■ Article
--- Begin ---

İbrahim Kalın (born September 15, 1971) is a Turkish bureaucrat and Islamic studies scholar. In 2018, he was appointed as deputy chairman of the Security and Foreign Policy Council of Turkish Presidency and chief adviser to the President of Turkey, Recep Tayyip Erdoğan.  He currently serves as the presidential spokesperson and special adviser to the President of Turkey, Recep Tayyip Erdoğan.

Education and academic career
Kalın received his B.A. from the University of Istanbul and Ph.D. from George Washington University under the supervision of Islamic philosopher Seyyed Hossein Nasr. From 2002 to 2005 he was a faculty member at the Department of Religious Studies at the College of the Holy Cross in Worcester, Massachusetts. He is a founding member and former director (2005–2009) of the SETA Foundation for Political, Economic and Social Research based in Ankara, Turkey.

Bureaucratic career 

He became the first coordinator of the Prime Ministry Public Diplomacy Coordinatorship established in January 2010. In 2012, he became Deputy Undersecretary of the Prime Ministry. On December 11, 2014, President Recep Tayyip Erdoğan announced that İbrahim Kalın would be the first official Turkish Presidential Press Secretary. In November 2018, he was appointed as Chief Adviser to Erdogan.

--- End ---

■ Problems
1. According to the article on İbrahim Kalın, from which university did he receive his Ph.D.?
2. Return the passage of the article on İbrahim Kalın starting with "Education and academic" and going on through "Adviser to Erdogan.", word for word.

■ Supplied information
--- Begin ---

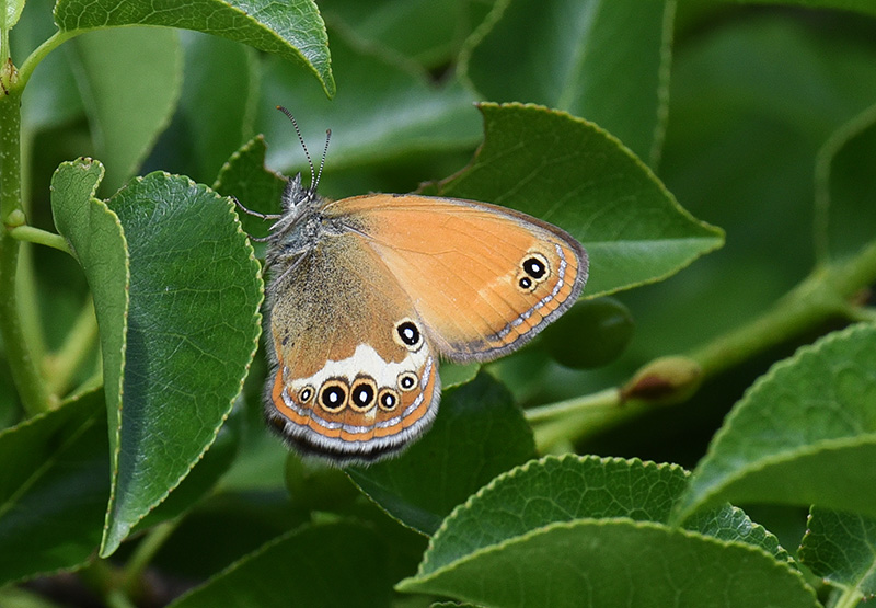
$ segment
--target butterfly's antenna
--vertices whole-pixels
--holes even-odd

--- End ---

■ Per-task answers
1. George Washington University

2.
Education and academic career
Kalın received his B.A. from the University of Istanbul and Ph.D. from George Washington University under the supervision of Islamic philosopher Seyyed Hossein Nasr. From 2002 to 2005 he was a faculty member at the Department of Religious Studies at the College of the Holy Cross in Worcester, Massachusetts. He is a founding member and former director (2005–2009) of the SETA Foundation for Political, Economic and Social Research based in Ankara, Turkey.

Bureaucratic career 

He became the first coordinator of the Prime Ministry Public Diplomacy Coordinatorship established in January 2010. In 2012, he became Deputy Undersecretary of the Prime Ministry. On December 11, 2014, President Recep Tayyip Erdoğan announced that İbrahim Kalın would be the first official Turkish Presidential Press Secretary. In November 2018, he was appointed as Chief Adviser to Erdogan.